Problem statement
Change every "detection" to "detected object" in the entries from the line with "Highlight white house with red roof." to the line with "left=322, top=281, right=536, bottom=302", and reproduce only those lines with nothing else altered. Leave the pictures out.

Data to process
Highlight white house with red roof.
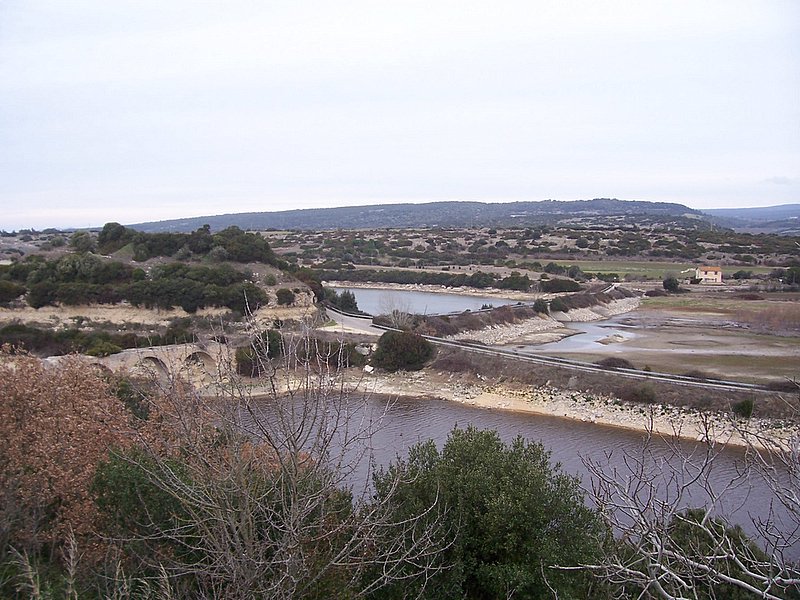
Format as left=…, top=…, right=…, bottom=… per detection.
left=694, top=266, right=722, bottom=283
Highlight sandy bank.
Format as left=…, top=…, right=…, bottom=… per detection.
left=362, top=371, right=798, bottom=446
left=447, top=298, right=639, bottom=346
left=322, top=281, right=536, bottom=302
--
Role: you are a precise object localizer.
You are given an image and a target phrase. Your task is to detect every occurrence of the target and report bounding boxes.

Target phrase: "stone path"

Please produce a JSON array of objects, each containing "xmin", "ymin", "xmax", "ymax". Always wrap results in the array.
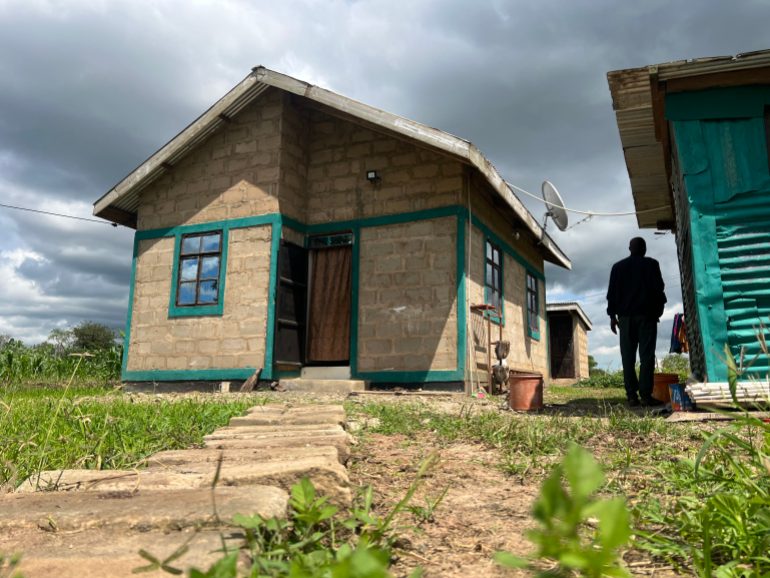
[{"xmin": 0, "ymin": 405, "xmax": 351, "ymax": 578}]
==
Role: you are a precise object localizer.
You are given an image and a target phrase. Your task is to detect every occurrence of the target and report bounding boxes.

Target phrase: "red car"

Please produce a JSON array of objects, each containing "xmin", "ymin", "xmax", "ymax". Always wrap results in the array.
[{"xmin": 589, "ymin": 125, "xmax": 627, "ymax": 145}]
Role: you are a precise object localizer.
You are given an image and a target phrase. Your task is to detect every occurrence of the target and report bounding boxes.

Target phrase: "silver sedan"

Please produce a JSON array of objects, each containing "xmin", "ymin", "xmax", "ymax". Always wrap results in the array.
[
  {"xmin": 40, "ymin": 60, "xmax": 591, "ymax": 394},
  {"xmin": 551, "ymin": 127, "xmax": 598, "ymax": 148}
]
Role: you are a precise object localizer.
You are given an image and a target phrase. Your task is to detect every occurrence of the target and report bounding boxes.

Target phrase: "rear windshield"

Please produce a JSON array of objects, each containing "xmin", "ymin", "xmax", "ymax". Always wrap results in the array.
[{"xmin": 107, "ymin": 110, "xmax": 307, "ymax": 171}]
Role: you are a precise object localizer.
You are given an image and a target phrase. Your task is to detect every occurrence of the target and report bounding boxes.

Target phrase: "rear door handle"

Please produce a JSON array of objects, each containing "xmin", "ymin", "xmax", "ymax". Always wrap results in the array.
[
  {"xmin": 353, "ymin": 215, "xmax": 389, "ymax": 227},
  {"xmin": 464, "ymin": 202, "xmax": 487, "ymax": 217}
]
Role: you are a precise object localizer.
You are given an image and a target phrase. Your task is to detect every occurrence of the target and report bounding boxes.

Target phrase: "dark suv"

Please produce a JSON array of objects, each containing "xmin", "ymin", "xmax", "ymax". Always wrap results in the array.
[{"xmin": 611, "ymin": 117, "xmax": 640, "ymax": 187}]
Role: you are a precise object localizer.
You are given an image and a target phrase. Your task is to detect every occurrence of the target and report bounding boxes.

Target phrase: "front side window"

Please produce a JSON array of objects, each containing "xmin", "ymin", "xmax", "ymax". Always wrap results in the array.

Answer to the exercise
Highlight white house with red roof.
Format as left=…, top=…, right=…, bottom=… per detected object.
left=694, top=266, right=722, bottom=283
Highlight sandy bank.
Format as left=…, top=…, right=…, bottom=… per detected object.
left=362, top=371, right=798, bottom=446
left=447, top=298, right=639, bottom=346
left=322, top=281, right=536, bottom=302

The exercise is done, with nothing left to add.